[Task item]
Extract exactly the range of lines bounded by the line containing "Objective — for every instance of the player's arm" and the final line of the listing, both ends included, and no other lines.

[Supplied material]
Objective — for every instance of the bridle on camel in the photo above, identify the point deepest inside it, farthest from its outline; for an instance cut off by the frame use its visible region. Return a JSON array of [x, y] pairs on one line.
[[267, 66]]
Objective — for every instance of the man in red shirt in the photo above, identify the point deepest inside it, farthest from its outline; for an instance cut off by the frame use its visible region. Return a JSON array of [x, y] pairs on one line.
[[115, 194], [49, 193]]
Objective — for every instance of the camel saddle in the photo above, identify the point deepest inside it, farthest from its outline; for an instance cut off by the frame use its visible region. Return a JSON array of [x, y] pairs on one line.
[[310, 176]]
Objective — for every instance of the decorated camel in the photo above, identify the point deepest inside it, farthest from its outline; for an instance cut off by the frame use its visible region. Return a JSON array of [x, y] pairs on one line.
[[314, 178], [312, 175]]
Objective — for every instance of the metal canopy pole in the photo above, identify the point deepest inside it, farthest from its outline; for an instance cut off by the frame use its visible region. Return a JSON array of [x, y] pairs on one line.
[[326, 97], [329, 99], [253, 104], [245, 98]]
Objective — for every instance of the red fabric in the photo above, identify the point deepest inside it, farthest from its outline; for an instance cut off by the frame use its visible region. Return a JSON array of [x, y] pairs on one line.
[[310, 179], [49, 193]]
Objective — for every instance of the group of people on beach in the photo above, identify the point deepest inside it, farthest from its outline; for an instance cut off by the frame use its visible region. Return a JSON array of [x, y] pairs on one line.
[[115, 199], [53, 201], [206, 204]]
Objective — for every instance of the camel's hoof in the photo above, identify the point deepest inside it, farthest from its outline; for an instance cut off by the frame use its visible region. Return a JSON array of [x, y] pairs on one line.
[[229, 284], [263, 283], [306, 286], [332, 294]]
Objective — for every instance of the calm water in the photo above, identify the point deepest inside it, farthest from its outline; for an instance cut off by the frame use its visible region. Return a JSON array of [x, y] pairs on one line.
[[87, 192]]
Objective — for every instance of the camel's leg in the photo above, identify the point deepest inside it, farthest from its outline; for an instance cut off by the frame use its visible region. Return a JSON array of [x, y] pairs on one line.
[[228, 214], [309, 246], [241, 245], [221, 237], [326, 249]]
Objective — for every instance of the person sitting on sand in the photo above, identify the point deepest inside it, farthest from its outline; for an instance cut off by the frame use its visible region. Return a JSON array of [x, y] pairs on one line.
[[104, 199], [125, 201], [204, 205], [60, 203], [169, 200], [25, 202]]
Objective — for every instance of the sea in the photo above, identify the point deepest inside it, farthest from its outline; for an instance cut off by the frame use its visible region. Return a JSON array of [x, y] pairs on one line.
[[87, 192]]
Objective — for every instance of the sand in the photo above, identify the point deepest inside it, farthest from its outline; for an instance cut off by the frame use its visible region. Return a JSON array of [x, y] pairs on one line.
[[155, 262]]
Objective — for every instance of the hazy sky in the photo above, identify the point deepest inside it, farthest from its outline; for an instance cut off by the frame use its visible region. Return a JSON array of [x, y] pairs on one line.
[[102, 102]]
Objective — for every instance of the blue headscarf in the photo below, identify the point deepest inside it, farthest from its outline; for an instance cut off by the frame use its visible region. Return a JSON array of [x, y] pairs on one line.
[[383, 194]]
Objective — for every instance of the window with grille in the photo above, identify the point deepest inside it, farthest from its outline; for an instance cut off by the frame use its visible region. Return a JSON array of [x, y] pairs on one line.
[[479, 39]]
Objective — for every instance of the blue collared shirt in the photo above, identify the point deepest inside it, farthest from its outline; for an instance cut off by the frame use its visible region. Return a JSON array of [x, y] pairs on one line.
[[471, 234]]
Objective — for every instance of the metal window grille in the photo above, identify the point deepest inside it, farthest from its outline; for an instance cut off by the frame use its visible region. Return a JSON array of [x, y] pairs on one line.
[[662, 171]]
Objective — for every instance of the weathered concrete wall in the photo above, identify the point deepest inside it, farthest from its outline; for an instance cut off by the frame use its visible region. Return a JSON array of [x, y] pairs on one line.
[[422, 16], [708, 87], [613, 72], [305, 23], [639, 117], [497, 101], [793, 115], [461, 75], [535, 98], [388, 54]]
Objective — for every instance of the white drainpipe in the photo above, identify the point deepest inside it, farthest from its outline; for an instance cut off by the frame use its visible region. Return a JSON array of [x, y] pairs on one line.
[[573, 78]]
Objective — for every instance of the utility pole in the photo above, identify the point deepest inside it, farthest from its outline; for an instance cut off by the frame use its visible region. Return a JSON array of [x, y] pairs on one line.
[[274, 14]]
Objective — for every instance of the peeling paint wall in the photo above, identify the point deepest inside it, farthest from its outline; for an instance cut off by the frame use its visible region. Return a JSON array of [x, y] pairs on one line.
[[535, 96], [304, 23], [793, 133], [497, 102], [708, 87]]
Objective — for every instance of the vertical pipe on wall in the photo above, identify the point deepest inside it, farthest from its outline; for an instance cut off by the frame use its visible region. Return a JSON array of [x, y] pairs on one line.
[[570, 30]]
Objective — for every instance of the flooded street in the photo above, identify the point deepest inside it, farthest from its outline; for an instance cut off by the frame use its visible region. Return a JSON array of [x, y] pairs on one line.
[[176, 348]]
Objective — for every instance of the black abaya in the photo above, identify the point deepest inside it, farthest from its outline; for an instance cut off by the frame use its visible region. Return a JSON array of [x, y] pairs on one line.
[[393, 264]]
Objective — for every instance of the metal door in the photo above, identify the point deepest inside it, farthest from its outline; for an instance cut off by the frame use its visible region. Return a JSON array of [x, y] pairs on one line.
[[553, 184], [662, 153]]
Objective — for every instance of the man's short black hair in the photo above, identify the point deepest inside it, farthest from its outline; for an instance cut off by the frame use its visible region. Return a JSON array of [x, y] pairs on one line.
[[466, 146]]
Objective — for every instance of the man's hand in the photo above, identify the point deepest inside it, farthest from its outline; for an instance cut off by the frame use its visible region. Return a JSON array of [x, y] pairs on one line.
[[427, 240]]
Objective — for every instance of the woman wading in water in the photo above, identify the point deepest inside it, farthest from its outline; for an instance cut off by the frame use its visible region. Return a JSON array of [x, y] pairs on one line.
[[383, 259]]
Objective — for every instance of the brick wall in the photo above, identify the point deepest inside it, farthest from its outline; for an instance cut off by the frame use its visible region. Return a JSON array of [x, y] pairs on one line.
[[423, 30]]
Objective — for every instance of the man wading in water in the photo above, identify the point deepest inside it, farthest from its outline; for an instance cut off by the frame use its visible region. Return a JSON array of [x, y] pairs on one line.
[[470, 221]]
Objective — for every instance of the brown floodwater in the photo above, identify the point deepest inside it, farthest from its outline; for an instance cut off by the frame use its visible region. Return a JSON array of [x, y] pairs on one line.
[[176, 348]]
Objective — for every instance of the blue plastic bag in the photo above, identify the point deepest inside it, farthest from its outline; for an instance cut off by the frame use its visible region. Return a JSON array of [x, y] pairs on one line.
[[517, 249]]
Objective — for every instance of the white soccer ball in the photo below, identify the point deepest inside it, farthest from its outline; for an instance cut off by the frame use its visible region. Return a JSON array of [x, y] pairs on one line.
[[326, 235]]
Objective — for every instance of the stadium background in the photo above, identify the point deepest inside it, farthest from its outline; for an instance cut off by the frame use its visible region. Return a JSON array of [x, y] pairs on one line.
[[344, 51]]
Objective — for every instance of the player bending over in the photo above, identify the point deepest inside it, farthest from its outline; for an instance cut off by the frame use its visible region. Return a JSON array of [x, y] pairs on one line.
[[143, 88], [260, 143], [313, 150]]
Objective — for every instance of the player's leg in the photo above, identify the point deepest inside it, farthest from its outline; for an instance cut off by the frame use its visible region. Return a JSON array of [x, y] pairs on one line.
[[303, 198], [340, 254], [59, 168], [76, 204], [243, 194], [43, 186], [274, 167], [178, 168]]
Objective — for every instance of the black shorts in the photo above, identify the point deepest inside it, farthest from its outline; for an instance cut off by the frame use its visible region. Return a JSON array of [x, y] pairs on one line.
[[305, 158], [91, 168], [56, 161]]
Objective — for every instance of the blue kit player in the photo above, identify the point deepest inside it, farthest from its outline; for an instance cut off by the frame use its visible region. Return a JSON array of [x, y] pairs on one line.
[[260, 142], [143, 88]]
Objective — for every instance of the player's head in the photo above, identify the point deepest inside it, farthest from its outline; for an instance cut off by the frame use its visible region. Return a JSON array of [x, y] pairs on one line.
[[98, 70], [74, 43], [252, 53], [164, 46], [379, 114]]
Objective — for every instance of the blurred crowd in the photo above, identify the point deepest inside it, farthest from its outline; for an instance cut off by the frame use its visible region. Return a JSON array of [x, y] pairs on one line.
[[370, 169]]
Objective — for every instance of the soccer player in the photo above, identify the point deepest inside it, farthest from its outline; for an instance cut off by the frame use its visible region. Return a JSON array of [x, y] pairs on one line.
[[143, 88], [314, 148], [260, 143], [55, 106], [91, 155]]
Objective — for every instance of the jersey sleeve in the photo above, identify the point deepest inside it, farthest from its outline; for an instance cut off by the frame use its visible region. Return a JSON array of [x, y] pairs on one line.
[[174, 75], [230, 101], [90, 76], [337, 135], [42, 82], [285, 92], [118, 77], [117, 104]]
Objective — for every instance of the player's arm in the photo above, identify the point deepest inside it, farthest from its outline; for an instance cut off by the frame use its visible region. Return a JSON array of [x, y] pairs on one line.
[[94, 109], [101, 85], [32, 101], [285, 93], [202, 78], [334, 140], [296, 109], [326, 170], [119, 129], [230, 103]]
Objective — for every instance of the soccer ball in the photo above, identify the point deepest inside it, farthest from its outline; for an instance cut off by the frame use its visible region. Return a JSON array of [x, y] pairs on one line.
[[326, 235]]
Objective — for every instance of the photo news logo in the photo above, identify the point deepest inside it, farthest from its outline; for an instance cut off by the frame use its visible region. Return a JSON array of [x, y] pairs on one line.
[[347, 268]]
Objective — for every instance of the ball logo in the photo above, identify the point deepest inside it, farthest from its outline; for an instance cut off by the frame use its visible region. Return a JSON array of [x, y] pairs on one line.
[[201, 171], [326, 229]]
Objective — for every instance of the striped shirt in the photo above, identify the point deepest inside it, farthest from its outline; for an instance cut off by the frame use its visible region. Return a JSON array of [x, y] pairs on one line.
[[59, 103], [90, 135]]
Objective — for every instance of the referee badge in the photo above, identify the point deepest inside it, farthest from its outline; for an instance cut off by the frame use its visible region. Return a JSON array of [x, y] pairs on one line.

[Answer for the task]
Objective — for every instance of the player's arm in the photo above, identify the point deepest inside it, farthest from its outline; for an instance cut off by the frame use its visible region. Return a JSON array of [x, y] pairs on one line.
[[94, 109], [101, 85], [32, 101], [285, 93], [202, 78], [334, 140], [296, 109], [326, 170], [119, 129], [230, 103]]
Objective — for every instance of the soccer ball in the photo above, identify the point deepest inside it, farthest from its outline; for an instance cut off by the frame use its visible region. Return a JSON array of [x, y] pairs on one line.
[[326, 235]]
Objective — for every instance of the photo news logo in the photo above, identify the point deepest inside it, farthest from its outline; for an instance cut off by the frame use its visible region. Return a JSON array of [x, y] pairs on one line.
[[347, 268]]
Objective — for every instance of the ball logo in the photo above, identify the point deepest inside it, farthest from its outline; for an instance cut off by the frame use its visible region. Return a JSON array of [x, y] pairs on one line.
[[201, 171], [326, 229]]
Objective — for every instance of the striped shirt in the photo above, identify the point deepest inside it, farthest from its outline; for an instance cut off by the frame use its visible region. Return a JSON array of [x, y] pairs on one line.
[[59, 103], [90, 135]]
Objective — for every instance of the referee badge in the photo above, identify the point deepest inside it, farthest from its outline; for an instance cut off by the frame use its visible region. Return a JSON array of [x, y] pairs on one line.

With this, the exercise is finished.